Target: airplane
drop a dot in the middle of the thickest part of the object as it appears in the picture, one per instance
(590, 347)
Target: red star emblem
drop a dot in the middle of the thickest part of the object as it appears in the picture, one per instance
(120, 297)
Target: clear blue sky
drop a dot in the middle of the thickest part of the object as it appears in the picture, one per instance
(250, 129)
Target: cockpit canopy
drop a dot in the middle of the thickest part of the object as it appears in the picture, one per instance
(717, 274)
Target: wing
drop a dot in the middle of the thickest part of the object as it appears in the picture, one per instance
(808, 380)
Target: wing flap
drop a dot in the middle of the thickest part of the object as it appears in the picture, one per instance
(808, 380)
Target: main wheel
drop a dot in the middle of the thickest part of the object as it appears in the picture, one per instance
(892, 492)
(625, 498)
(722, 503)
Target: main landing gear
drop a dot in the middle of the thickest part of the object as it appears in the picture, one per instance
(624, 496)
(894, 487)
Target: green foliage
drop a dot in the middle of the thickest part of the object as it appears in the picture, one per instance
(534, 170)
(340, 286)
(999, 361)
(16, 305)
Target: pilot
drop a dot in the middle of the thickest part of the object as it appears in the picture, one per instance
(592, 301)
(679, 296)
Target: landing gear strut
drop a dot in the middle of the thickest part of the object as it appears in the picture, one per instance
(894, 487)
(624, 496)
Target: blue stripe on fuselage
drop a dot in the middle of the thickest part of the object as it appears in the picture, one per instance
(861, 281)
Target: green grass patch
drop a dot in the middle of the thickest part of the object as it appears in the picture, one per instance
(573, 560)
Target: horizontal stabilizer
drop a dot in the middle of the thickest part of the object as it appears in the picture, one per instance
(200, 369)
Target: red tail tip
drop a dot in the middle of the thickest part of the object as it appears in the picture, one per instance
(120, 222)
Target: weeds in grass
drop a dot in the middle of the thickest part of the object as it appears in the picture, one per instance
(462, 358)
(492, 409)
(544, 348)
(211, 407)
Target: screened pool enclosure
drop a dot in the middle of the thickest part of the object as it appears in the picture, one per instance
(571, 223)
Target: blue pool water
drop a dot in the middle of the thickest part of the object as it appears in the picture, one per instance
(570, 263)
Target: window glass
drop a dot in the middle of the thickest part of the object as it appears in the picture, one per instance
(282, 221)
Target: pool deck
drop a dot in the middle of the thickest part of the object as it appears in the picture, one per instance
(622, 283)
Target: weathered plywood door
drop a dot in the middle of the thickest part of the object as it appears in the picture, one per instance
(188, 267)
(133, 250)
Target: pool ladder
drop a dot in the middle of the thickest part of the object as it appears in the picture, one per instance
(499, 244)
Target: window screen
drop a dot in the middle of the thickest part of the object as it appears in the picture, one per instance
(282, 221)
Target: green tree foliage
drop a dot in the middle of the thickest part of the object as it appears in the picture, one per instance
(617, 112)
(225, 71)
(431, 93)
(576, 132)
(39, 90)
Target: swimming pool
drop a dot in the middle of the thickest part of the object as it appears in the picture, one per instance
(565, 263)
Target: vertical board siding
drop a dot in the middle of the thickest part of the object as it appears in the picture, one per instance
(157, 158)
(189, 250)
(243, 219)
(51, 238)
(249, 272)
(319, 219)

---

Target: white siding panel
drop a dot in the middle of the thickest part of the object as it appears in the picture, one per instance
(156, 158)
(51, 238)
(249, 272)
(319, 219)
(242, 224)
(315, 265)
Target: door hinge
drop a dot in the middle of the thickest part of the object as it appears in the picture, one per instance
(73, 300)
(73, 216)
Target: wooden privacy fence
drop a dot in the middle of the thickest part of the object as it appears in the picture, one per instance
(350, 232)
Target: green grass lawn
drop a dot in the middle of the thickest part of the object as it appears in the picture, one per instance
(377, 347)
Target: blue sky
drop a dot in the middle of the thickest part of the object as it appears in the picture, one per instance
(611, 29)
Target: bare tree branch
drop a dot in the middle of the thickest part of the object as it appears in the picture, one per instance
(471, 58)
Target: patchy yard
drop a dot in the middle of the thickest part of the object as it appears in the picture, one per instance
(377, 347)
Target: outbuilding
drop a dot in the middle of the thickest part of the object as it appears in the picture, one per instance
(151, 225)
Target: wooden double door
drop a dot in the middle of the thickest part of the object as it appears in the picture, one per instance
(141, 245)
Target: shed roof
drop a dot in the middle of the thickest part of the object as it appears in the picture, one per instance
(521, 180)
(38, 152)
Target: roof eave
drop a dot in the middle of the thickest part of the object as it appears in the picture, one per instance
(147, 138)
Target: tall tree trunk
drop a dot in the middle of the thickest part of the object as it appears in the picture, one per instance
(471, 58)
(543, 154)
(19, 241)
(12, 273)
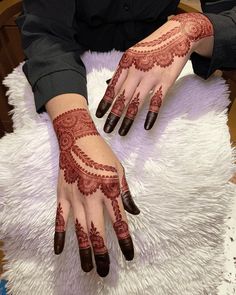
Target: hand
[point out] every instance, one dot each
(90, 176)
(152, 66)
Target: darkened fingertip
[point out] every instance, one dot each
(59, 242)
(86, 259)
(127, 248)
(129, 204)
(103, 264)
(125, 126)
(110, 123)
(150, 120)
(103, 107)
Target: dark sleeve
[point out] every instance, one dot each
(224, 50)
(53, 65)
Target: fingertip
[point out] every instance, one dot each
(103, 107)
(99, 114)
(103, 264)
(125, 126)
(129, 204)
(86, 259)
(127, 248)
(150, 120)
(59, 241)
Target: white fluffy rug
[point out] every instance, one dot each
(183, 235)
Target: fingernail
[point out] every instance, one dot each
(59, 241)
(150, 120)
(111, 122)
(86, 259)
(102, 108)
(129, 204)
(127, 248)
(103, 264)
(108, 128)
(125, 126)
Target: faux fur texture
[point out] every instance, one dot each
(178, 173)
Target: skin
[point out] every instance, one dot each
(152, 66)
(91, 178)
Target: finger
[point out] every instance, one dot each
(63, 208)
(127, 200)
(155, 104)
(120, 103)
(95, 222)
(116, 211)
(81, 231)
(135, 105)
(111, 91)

▶ [Problem to solve]:
Using the data above, reproduce exactly the lines from the line that contains "Target: main wheel" through the line that contains "Target: pilot", including both.

▶ [The answer]:
Target: main wheel
drop a dot in the middle of the thickest part of the object as it appears in the picture, one per instance
(892, 492)
(625, 498)
(722, 503)
Target: main landing gear
drop a dot in the middle of the thickest part of the object as it appears in the picture, one per instance
(624, 496)
(894, 487)
Target: green foliage
drop a dot in the middle of the thickest part of the object as it appears in the picture, one per instance
(534, 170)
(340, 286)
(999, 361)
(16, 305)
Target: pilot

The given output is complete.